_Cosa fare_
Indica quante righe dell'elenco contengono la parola "ceiling", tenendo conto di maiuscole e minuscole. Scrivi solo il numero.

_Dati grezzi_
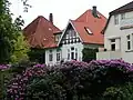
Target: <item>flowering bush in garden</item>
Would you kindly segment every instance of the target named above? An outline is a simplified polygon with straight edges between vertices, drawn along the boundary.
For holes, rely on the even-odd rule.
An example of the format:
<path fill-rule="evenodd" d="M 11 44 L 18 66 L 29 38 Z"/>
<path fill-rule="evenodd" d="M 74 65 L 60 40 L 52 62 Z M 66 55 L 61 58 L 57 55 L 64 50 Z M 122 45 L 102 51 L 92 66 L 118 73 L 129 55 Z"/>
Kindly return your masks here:
<path fill-rule="evenodd" d="M 10 69 L 10 64 L 0 64 L 0 70 L 7 70 L 7 69 Z"/>
<path fill-rule="evenodd" d="M 21 74 L 16 74 L 8 86 L 7 99 L 23 100 L 29 80 L 37 76 L 43 76 L 44 73 L 44 64 L 35 64 L 32 68 L 28 68 Z"/>
<path fill-rule="evenodd" d="M 55 66 L 57 67 L 57 66 Z M 49 69 L 27 68 L 9 83 L 9 100 L 100 100 L 108 88 L 132 82 L 133 66 L 122 60 L 66 61 Z"/>

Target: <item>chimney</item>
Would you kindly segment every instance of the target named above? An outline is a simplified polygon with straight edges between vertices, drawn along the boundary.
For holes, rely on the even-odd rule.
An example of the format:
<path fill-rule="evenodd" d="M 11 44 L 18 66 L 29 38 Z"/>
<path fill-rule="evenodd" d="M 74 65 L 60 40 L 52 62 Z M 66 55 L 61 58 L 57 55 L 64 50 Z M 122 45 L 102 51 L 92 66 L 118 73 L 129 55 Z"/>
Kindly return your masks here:
<path fill-rule="evenodd" d="M 51 21 L 53 23 L 53 14 L 52 13 L 50 13 L 50 16 L 49 16 L 49 21 Z"/>
<path fill-rule="evenodd" d="M 96 6 L 92 7 L 92 14 L 94 18 L 99 18 L 98 12 L 96 12 Z"/>

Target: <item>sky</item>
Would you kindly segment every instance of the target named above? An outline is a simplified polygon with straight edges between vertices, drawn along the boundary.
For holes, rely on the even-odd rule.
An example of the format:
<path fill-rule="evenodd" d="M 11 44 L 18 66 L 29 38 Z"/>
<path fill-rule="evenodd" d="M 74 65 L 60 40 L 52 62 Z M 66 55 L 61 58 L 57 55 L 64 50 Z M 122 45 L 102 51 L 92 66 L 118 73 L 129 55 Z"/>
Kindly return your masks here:
<path fill-rule="evenodd" d="M 13 18 L 22 16 L 24 27 L 38 16 L 49 19 L 49 13 L 53 13 L 53 22 L 61 30 L 68 24 L 69 19 L 76 19 L 83 12 L 96 6 L 99 12 L 109 18 L 109 12 L 131 2 L 132 0 L 29 0 L 32 6 L 28 12 L 23 12 L 21 0 L 9 0 Z"/>

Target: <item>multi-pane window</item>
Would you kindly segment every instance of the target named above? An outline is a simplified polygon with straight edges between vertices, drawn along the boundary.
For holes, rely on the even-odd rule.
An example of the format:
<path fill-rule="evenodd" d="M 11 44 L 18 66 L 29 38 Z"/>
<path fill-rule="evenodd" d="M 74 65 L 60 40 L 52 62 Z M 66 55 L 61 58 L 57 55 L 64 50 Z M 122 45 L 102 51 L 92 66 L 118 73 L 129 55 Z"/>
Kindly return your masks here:
<path fill-rule="evenodd" d="M 75 60 L 78 60 L 78 49 L 75 48 Z"/>
<path fill-rule="evenodd" d="M 93 32 L 89 28 L 85 27 L 85 30 L 89 34 L 93 34 Z"/>
<path fill-rule="evenodd" d="M 125 13 L 121 13 L 121 20 L 125 19 Z"/>
<path fill-rule="evenodd" d="M 52 53 L 52 50 L 49 51 L 49 61 L 53 61 L 53 53 Z"/>
<path fill-rule="evenodd" d="M 71 59 L 74 59 L 74 47 L 71 48 Z"/>
<path fill-rule="evenodd" d="M 111 50 L 115 51 L 115 39 L 111 39 Z"/>
<path fill-rule="evenodd" d="M 127 39 L 127 50 L 131 50 L 131 36 L 126 36 Z"/>
<path fill-rule="evenodd" d="M 58 42 L 60 40 L 61 36 L 60 34 L 57 34 L 55 36 L 55 42 Z"/>
<path fill-rule="evenodd" d="M 114 24 L 119 24 L 119 16 L 117 14 L 114 16 Z"/>
<path fill-rule="evenodd" d="M 61 51 L 57 50 L 57 61 L 60 61 L 60 60 L 61 60 Z"/>

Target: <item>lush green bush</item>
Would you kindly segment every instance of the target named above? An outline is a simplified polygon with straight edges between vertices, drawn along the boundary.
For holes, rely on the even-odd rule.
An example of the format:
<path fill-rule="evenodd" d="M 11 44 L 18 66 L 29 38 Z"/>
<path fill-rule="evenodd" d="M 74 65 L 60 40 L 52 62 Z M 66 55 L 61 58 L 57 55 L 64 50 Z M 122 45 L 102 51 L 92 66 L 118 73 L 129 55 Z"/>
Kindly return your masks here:
<path fill-rule="evenodd" d="M 115 92 L 121 94 L 119 90 L 132 80 L 133 67 L 122 60 L 68 61 L 57 68 L 37 64 L 25 69 L 11 80 L 7 92 L 9 100 L 106 100 L 109 96 L 115 100 Z"/>

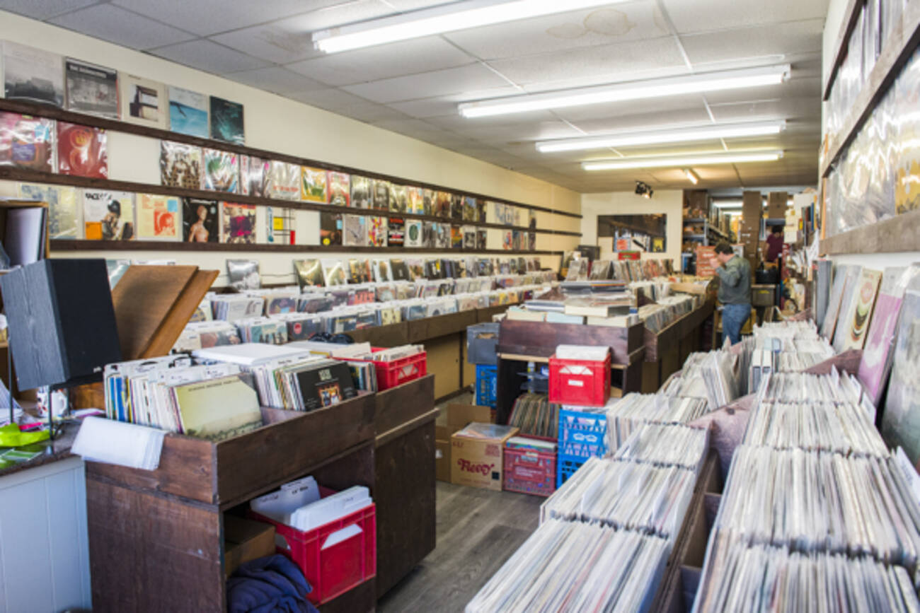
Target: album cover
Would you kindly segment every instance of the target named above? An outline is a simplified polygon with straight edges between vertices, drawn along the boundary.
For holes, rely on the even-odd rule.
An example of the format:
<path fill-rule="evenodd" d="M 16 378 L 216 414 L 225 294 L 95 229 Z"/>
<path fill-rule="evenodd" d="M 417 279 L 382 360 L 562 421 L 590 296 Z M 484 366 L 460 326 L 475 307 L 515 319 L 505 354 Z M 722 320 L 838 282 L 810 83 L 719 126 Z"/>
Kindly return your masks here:
<path fill-rule="evenodd" d="M 329 182 L 329 204 L 337 207 L 347 207 L 351 200 L 351 186 L 348 173 L 328 173 Z"/>
<path fill-rule="evenodd" d="M 243 105 L 211 96 L 211 138 L 224 142 L 246 144 Z"/>
<path fill-rule="evenodd" d="M 178 198 L 155 194 L 137 195 L 137 238 L 178 241 L 181 221 Z"/>
<path fill-rule="evenodd" d="M 0 111 L 0 166 L 53 173 L 54 119 Z"/>
<path fill-rule="evenodd" d="M 319 213 L 319 244 L 327 247 L 342 244 L 341 213 Z"/>
<path fill-rule="evenodd" d="M 366 220 L 363 215 L 342 215 L 342 244 L 349 247 L 367 245 Z"/>
<path fill-rule="evenodd" d="M 367 218 L 367 245 L 370 247 L 386 246 L 386 218 Z"/>
<path fill-rule="evenodd" d="M 201 188 L 236 194 L 239 186 L 239 162 L 236 153 L 218 149 L 201 150 L 204 173 Z"/>
<path fill-rule="evenodd" d="M 281 200 L 299 200 L 300 166 L 272 160 L 270 163 L 266 196 Z"/>
<path fill-rule="evenodd" d="M 371 209 L 374 185 L 366 176 L 351 176 L 351 208 Z"/>
<path fill-rule="evenodd" d="M 9 40 L 2 45 L 4 97 L 63 107 L 63 59 Z"/>
<path fill-rule="evenodd" d="M 87 241 L 134 238 L 134 195 L 127 191 L 84 189 L 83 233 Z"/>
<path fill-rule="evenodd" d="M 83 236 L 75 187 L 20 183 L 19 198 L 48 203 L 48 234 L 52 240 Z"/>
<path fill-rule="evenodd" d="M 186 189 L 201 188 L 201 148 L 160 141 L 160 184 Z"/>
<path fill-rule="evenodd" d="M 166 85 L 133 74 L 119 74 L 121 120 L 153 128 L 167 127 Z"/>
<path fill-rule="evenodd" d="M 372 209 L 377 209 L 378 210 L 390 210 L 390 187 L 389 181 L 374 179 Z"/>
<path fill-rule="evenodd" d="M 268 195 L 271 163 L 255 155 L 239 156 L 239 193 L 256 198 Z"/>
<path fill-rule="evenodd" d="M 67 110 L 118 119 L 118 71 L 66 58 Z"/>
<path fill-rule="evenodd" d="M 256 205 L 221 202 L 221 243 L 256 243 Z"/>
<path fill-rule="evenodd" d="M 186 243 L 217 243 L 217 200 L 201 200 L 197 198 L 182 199 L 182 240 Z"/>
<path fill-rule="evenodd" d="M 179 134 L 206 139 L 210 135 L 208 96 L 181 87 L 167 87 L 169 130 Z"/>
<path fill-rule="evenodd" d="M 406 221 L 401 217 L 391 217 L 386 223 L 386 244 L 401 247 L 406 242 Z"/>
<path fill-rule="evenodd" d="M 65 121 L 57 122 L 58 172 L 62 175 L 109 177 L 106 131 Z"/>
<path fill-rule="evenodd" d="M 301 198 L 307 202 L 326 204 L 329 201 L 328 179 L 320 168 L 301 166 Z"/>
<path fill-rule="evenodd" d="M 422 227 L 424 222 L 419 220 L 407 220 L 404 228 L 405 242 L 407 247 L 420 247 L 424 245 L 422 239 Z"/>

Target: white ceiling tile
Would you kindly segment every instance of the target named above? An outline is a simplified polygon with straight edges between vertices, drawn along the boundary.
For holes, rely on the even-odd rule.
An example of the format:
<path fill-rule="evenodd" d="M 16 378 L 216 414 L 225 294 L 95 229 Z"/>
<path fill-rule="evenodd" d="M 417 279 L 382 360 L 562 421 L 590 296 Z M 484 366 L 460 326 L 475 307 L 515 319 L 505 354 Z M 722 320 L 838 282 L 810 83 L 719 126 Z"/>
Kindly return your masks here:
<path fill-rule="evenodd" d="M 268 65 L 267 62 L 201 39 L 161 47 L 150 52 L 216 74 L 254 70 Z"/>
<path fill-rule="evenodd" d="M 113 4 L 177 28 L 209 36 L 341 4 L 342 0 L 112 0 Z"/>
<path fill-rule="evenodd" d="M 0 0 L 0 10 L 44 21 L 97 2 L 98 0 Z"/>
<path fill-rule="evenodd" d="M 508 85 L 480 64 L 448 68 L 408 76 L 397 76 L 343 87 L 362 97 L 390 103 L 459 94 L 470 89 L 489 89 Z"/>
<path fill-rule="evenodd" d="M 281 66 L 257 68 L 240 73 L 225 74 L 226 78 L 275 94 L 291 94 L 326 89 L 328 85 L 308 79 L 303 74 L 291 72 Z"/>
<path fill-rule="evenodd" d="M 151 49 L 194 39 L 193 34 L 112 5 L 96 5 L 49 23 L 132 49 Z"/>
<path fill-rule="evenodd" d="M 379 81 L 470 64 L 475 60 L 435 36 L 385 47 L 359 49 L 288 64 L 288 68 L 331 85 Z M 411 97 L 419 97 L 413 96 Z"/>

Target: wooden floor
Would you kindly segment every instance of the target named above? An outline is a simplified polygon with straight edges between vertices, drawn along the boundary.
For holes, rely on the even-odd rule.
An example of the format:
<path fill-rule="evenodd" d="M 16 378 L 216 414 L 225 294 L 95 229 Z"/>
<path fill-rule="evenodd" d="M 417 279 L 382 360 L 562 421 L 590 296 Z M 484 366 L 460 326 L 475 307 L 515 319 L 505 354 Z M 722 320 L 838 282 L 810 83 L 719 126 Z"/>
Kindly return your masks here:
<path fill-rule="evenodd" d="M 544 500 L 437 482 L 437 547 L 377 602 L 377 610 L 463 611 L 536 529 Z"/>

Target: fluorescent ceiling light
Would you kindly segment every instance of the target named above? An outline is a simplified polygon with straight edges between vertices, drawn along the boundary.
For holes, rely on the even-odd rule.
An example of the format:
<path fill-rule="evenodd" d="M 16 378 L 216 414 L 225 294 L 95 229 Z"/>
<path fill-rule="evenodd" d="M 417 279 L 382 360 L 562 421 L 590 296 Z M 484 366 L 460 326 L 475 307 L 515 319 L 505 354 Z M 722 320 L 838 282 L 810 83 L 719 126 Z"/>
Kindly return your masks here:
<path fill-rule="evenodd" d="M 387 42 L 419 39 L 506 21 L 615 5 L 627 0 L 472 0 L 455 2 L 382 19 L 324 29 L 313 34 L 313 46 L 336 53 Z"/>
<path fill-rule="evenodd" d="M 523 113 L 546 108 L 565 108 L 604 102 L 623 102 L 666 96 L 718 92 L 727 89 L 777 85 L 788 77 L 790 70 L 789 64 L 787 63 L 760 68 L 687 74 L 663 79 L 633 81 L 465 102 L 457 108 L 464 117 L 475 118 L 506 113 Z"/>
<path fill-rule="evenodd" d="M 742 164 L 744 162 L 774 162 L 783 156 L 781 151 L 737 151 L 709 153 L 691 153 L 669 156 L 621 157 L 617 160 L 582 162 L 584 170 L 627 170 L 630 168 L 663 168 L 667 166 L 702 166 L 716 164 Z"/>
<path fill-rule="evenodd" d="M 638 145 L 692 142 L 717 139 L 742 138 L 778 134 L 786 128 L 785 119 L 773 121 L 745 121 L 743 123 L 714 123 L 684 128 L 661 128 L 653 131 L 619 132 L 605 136 L 541 141 L 536 150 L 541 153 L 560 151 L 582 151 L 604 147 L 635 147 Z"/>

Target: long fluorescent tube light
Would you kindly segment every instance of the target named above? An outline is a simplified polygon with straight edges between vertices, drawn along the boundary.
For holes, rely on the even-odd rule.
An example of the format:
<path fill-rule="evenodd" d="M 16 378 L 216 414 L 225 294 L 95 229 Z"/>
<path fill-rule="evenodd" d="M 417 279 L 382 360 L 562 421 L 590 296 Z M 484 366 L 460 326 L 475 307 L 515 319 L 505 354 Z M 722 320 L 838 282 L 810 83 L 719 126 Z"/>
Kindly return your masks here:
<path fill-rule="evenodd" d="M 781 151 L 725 152 L 682 156 L 622 157 L 618 160 L 582 162 L 584 170 L 627 170 L 630 168 L 662 168 L 667 166 L 702 166 L 743 162 L 774 162 L 783 156 Z"/>
<path fill-rule="evenodd" d="M 541 153 L 562 151 L 583 151 L 605 147 L 635 147 L 638 145 L 692 142 L 716 139 L 743 138 L 778 134 L 786 129 L 785 119 L 773 121 L 745 121 L 743 123 L 715 123 L 706 126 L 661 128 L 653 131 L 620 132 L 606 136 L 588 136 L 574 139 L 541 141 L 536 150 Z"/>
<path fill-rule="evenodd" d="M 324 29 L 313 46 L 326 53 L 374 47 L 432 34 L 481 28 L 506 21 L 615 5 L 627 0 L 472 0 L 452 3 L 382 19 Z"/>
<path fill-rule="evenodd" d="M 457 108 L 464 117 L 476 118 L 506 113 L 523 113 L 546 108 L 565 108 L 603 102 L 623 102 L 665 96 L 718 92 L 726 89 L 777 85 L 788 77 L 790 70 L 789 64 L 776 64 L 744 70 L 687 74 L 663 79 L 633 81 L 610 85 L 595 85 L 558 92 L 525 94 L 477 102 L 465 102 Z"/>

_Risposta completa_
2